• PROBLEM REQUIREMENTS: Your answer must be the full set of entries, repeated exactly.

TASK INPUT section start

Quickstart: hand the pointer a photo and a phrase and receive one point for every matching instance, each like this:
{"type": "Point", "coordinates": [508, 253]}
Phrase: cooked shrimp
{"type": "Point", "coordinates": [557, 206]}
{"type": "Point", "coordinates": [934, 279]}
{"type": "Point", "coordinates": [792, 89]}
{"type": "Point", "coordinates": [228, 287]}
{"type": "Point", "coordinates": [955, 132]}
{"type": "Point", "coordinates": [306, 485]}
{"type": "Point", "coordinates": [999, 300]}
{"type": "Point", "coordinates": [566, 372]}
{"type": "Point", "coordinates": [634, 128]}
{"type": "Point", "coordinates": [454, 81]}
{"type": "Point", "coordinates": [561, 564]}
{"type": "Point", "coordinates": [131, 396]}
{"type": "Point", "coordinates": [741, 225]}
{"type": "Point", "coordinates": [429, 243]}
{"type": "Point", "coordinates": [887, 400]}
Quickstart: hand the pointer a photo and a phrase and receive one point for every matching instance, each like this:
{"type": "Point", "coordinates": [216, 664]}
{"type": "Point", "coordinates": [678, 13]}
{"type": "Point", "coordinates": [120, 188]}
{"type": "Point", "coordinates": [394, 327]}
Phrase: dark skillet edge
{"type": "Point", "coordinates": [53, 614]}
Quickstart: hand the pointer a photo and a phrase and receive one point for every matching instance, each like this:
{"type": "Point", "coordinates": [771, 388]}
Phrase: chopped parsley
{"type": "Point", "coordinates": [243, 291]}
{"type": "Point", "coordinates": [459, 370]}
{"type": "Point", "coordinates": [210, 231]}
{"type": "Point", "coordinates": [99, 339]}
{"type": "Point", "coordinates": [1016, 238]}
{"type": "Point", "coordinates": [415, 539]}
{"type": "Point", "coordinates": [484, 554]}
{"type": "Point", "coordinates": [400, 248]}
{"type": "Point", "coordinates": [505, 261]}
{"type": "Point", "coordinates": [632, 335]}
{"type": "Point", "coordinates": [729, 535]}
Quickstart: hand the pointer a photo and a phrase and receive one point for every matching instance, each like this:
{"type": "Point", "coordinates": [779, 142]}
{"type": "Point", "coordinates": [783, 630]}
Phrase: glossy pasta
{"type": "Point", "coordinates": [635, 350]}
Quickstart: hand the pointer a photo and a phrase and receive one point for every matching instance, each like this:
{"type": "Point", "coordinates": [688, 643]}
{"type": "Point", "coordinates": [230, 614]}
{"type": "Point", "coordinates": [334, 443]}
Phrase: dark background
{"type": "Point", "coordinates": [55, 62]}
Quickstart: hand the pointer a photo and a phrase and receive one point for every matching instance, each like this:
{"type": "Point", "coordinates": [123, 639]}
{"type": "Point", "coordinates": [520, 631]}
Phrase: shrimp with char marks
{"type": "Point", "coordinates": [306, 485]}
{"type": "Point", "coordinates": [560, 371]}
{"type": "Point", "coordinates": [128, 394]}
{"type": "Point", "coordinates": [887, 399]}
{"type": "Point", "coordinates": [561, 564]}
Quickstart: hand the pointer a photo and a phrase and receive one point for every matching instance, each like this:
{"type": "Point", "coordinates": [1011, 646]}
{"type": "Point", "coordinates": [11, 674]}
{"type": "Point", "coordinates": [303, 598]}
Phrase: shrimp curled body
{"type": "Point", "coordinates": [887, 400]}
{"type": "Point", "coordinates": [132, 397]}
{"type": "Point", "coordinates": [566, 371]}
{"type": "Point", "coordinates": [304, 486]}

TASK INPUT section end

• OUTPUT OF THE EXERCISE:
Quickstart: hand the pointer a photo and a phrase and receive one point for every matching instance, each like this:
{"type": "Point", "coordinates": [508, 253]}
Phrase: cooked shrimp
{"type": "Point", "coordinates": [557, 206]}
{"type": "Point", "coordinates": [934, 279]}
{"type": "Point", "coordinates": [792, 89]}
{"type": "Point", "coordinates": [228, 287]}
{"type": "Point", "coordinates": [955, 132]}
{"type": "Point", "coordinates": [306, 485]}
{"type": "Point", "coordinates": [999, 300]}
{"type": "Point", "coordinates": [566, 372]}
{"type": "Point", "coordinates": [634, 128]}
{"type": "Point", "coordinates": [454, 81]}
{"type": "Point", "coordinates": [561, 564]}
{"type": "Point", "coordinates": [131, 396]}
{"type": "Point", "coordinates": [741, 225]}
{"type": "Point", "coordinates": [429, 243]}
{"type": "Point", "coordinates": [887, 400]}
Quickstart: hand the pointer a photo and a phrase and receive one point for every matching instance, each like this:
{"type": "Point", "coordinates": [216, 664]}
{"type": "Point", "coordinates": [678, 13]}
{"type": "Point", "coordinates": [120, 188]}
{"type": "Point", "coordinates": [394, 327]}
Phrase: dark skillet edge
{"type": "Point", "coordinates": [53, 614]}
Quickstart: hand the pointer a photo and a phrase and receive one point for every matching instance, each like this:
{"type": "Point", "coordinates": [771, 388]}
Phrase: chopped parsley
{"type": "Point", "coordinates": [243, 291]}
{"type": "Point", "coordinates": [459, 370]}
{"type": "Point", "coordinates": [210, 231]}
{"type": "Point", "coordinates": [99, 339]}
{"type": "Point", "coordinates": [1016, 238]}
{"type": "Point", "coordinates": [415, 539]}
{"type": "Point", "coordinates": [484, 554]}
{"type": "Point", "coordinates": [400, 248]}
{"type": "Point", "coordinates": [505, 261]}
{"type": "Point", "coordinates": [632, 335]}
{"type": "Point", "coordinates": [729, 535]}
Quickstart: hand the pointer a photo and a phrase and receive one point for every matching instance, each like this:
{"type": "Point", "coordinates": [779, 142]}
{"type": "Point", "coordinates": [783, 630]}
Phrase: glossy pasta
{"type": "Point", "coordinates": [635, 350]}
Quickstart: hand the pointer a photo and a phrase and receive one point for every matching instance, each like this:
{"type": "Point", "coordinates": [688, 643]}
{"type": "Point", "coordinates": [230, 614]}
{"type": "Point", "coordinates": [334, 443]}
Phrase: dark background
{"type": "Point", "coordinates": [55, 62]}
Quickstart: hand the pointer a photo and a phrase and receive one point for every matching instance, each like this:
{"type": "Point", "coordinates": [123, 639]}
{"type": "Point", "coordinates": [520, 631]}
Phrase: shrimp with char marks
{"type": "Point", "coordinates": [306, 485]}
{"type": "Point", "coordinates": [560, 371]}
{"type": "Point", "coordinates": [128, 394]}
{"type": "Point", "coordinates": [887, 399]}
{"type": "Point", "coordinates": [561, 564]}
Quickstart: hand the pointer a photo and a phrase and receive one point for every matching instance, each like this:
{"type": "Point", "coordinates": [1011, 646]}
{"type": "Point", "coordinates": [11, 674]}
{"type": "Point", "coordinates": [303, 598]}
Phrase: shrimp curled body
{"type": "Point", "coordinates": [887, 400]}
{"type": "Point", "coordinates": [132, 397]}
{"type": "Point", "coordinates": [566, 371]}
{"type": "Point", "coordinates": [304, 486]}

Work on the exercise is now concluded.